→ PROMPT
Count the lines in the data below that contain the string "street", with case taken into account, and reply with only the number.

→ SOURCE MATERIAL

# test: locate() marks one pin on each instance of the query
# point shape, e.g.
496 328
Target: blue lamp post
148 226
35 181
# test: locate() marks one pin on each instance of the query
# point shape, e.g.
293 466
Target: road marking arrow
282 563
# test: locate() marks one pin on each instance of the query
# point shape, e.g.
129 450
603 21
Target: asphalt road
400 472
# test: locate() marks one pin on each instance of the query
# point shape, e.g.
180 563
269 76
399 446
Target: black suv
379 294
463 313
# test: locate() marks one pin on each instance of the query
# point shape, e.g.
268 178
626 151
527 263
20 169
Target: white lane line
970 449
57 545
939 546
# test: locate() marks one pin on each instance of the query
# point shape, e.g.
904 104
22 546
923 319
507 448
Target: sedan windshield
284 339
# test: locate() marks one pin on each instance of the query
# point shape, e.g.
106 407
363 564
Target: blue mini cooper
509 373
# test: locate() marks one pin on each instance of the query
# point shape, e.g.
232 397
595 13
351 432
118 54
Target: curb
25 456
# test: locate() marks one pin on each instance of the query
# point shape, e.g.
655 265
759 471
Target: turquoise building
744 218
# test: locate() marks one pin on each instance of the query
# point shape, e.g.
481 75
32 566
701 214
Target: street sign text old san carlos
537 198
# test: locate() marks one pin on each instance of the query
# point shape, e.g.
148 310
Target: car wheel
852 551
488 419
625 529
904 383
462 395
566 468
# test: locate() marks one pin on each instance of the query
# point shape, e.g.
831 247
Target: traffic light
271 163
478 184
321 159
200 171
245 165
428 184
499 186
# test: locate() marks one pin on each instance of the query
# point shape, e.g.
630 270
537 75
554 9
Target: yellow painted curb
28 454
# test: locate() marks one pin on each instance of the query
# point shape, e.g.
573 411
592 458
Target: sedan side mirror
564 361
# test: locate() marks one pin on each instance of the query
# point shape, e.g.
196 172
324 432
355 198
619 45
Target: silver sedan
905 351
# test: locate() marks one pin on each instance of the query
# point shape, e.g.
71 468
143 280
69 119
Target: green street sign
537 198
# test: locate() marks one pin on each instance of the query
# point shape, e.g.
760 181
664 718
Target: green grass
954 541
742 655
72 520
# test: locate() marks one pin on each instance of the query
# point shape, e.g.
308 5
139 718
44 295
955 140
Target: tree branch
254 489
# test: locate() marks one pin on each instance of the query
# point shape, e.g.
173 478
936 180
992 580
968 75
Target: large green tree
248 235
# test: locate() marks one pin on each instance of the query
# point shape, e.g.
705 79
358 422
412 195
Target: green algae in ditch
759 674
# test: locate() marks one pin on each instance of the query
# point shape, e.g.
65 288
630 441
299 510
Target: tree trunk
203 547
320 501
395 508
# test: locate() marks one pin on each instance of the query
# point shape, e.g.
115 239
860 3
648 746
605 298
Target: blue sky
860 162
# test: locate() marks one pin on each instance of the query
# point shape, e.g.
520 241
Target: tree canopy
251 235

→ RESULT FOR THIS TASK
2